> [Exercise brief]:
Output the data exactly, with every line intact.

##### Data for the task

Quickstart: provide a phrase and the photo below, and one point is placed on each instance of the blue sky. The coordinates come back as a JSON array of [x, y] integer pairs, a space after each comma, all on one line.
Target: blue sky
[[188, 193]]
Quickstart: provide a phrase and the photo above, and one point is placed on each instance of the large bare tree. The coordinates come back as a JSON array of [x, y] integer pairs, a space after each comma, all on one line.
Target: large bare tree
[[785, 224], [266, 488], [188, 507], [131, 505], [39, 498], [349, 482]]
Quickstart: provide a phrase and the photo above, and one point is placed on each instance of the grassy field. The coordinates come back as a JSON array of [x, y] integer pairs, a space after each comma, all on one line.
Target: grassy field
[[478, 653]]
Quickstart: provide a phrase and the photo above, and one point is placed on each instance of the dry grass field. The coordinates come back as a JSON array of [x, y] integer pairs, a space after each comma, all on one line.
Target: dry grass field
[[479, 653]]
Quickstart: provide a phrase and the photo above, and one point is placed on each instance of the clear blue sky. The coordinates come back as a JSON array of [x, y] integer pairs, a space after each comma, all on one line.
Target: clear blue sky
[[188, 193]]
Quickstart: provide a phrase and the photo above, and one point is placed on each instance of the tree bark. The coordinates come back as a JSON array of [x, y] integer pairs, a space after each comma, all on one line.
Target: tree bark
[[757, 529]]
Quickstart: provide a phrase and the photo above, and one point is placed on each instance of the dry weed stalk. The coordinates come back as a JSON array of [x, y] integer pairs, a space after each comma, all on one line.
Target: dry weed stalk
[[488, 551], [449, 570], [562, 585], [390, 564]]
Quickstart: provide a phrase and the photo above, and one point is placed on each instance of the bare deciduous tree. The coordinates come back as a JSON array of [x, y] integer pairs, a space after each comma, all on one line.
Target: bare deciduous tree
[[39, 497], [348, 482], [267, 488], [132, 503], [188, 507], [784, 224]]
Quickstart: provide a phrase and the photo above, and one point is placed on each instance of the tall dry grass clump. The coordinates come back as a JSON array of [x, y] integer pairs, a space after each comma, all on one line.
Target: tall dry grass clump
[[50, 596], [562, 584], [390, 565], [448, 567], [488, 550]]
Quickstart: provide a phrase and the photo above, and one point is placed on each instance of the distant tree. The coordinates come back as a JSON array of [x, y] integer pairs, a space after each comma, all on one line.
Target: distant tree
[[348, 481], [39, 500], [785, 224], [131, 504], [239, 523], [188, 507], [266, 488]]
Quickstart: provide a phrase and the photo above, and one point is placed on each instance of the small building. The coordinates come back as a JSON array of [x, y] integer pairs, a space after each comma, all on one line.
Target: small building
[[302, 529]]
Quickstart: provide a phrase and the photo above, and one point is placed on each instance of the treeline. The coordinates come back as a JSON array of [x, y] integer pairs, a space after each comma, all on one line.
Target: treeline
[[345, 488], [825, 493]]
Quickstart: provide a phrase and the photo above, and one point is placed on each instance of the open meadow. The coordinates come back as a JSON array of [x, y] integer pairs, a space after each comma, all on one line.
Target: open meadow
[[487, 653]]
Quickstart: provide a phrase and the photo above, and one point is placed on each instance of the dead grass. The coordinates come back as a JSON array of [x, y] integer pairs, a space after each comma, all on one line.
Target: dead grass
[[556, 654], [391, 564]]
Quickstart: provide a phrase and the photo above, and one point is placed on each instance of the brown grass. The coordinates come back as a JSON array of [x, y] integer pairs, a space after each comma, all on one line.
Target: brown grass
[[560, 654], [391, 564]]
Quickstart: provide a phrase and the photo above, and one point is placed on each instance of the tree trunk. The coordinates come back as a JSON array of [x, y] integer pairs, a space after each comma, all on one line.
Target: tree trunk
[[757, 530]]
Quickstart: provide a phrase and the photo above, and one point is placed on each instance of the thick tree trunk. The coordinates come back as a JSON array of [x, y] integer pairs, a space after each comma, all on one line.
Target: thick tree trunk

##########

> [Worked solution]:
Quickstart: provide a phrase and the photo below, and one point is placed on each instance of the blue sky. The coordinates come back as a JSON array of [x, y] integer pairs, a space after each comma, all on one line.
Target: blue sky
[[188, 193]]
Quickstart: provide a phrase and the photo above, and one point is placed on each instance of the large bare tree. The coordinates come back as a JSON array of [x, y] integer pairs, a space after each comma, all on one line.
Target: large bare tree
[[785, 224], [266, 488], [188, 507], [131, 505], [39, 498], [349, 482]]
Quickstart: provide a phrase and the photo above, and one point is placed on each instance of the grassy field. The coordinates come back as a JSON array of [x, y] integer pairs, a space after each comma, all on one line.
Target: grassy field
[[478, 653]]
Quickstart: provide a phrase and the photo above, and one point is placed on each instance of the dry grass field. The coordinates come back as a JSON array of [x, y] integer pairs, a space after each comma, all on one line.
Target: dry grass field
[[479, 653]]
Quickstart: provide a phrase and the photo above, and one point is placed on each instance of the clear blue sky. The coordinates come back as a JSON array of [x, y] integer pairs, a space after each comma, all on one line.
Target: clear blue sky
[[188, 193]]
Quickstart: provide a phrase and the photo above, and one point is placed on each instance of the tree bark. The coordinates come back as a JSON array of [x, y] integer pairs, a space after each comma, all on one line.
Target: tree bark
[[757, 529]]
Quickstart: provide a phrase and the photo above, and one point is placed on each instance of the dry weed stalk. The coordinates come back as a JSON array of [x, y] integer pairs, a space after each comma, all on one line.
Target: dry weed stalk
[[488, 551], [449, 570], [562, 585], [390, 564]]
Quickstart: provide a phrase and the photo above, and one point is placed on each instance of the bare deciduous tree. The coordinates come back as a JSON array of [x, y] integer pairs, a space after each comma, all on one line.
Target: bare deciduous tree
[[39, 497], [348, 482], [267, 488], [132, 503], [188, 507], [784, 224]]
Quickstart: provide a phrase and the photo above, and one point is placed on each instance of the tall dry grass clump. The coordinates come back as a JSON array of [x, y] integer pairs, a space after each comma, all on one line.
Target: tall dry grass clump
[[50, 596], [562, 584], [390, 565], [448, 567], [488, 550]]
Quickstart: provide a phrase and the photo above, and one point is placed on each instance of the distant tree. The coordinates come back as a JSON array of [x, y] integer pairs, a space after each comma, all on one line.
Target: distant tree
[[348, 481], [39, 500], [785, 224], [131, 504], [239, 523], [188, 507], [266, 488]]
Quickstart: provide a phrase and the photo above, and one point is placed on each instance of the small building. The coordinates come back as a JSON array of [x, y] integer pairs, a space after each comma, all on one line.
Target: small building
[[302, 529]]
Quickstart: provide a phrase and the photo above, and one point is placed on each instance of the treeline. The coordinates come back as a JSON array of [x, y] integer pairs, a space after each comma, all on one line.
Target: treeline
[[345, 488], [825, 493]]
Quickstart: provide a phrase and the photo above, and one point is placed on each instance of the open meadow. The coordinates come back as a JSON array of [x, y] integer pairs, a space after each comma, all on one line.
Target: open meadow
[[487, 653]]
Quickstart: provide a phrase and the photo above, and one point is placed on each instance of the dead grass. The coordinates come back as a JSON array of [x, y] integer pairs, a space after each comma, all on one line.
Target: dead grass
[[556, 654], [391, 564]]
Quickstart: provide a phrase and the photo above, and one point is placed on each instance of the brown grass. The coordinates come back as a JSON array of [x, y] integer pairs, a space after each comma, all on one line.
Target: brown grass
[[560, 654], [391, 564]]
Quickstart: provide a phrase and the photo above, and one point is placed on each instance of the tree trunk. The coordinates come back as a JSON array of [x, y] integer pairs, a space after each comma, all on one line.
Target: tree trunk
[[757, 530]]
Quickstart: provide a phrase and the photo above, and one point is placed on each instance of the thick tree trunk. The coordinates come back as a JSON array of [x, y] integer pairs, a space after each comma, all on one line.
Target: thick tree trunk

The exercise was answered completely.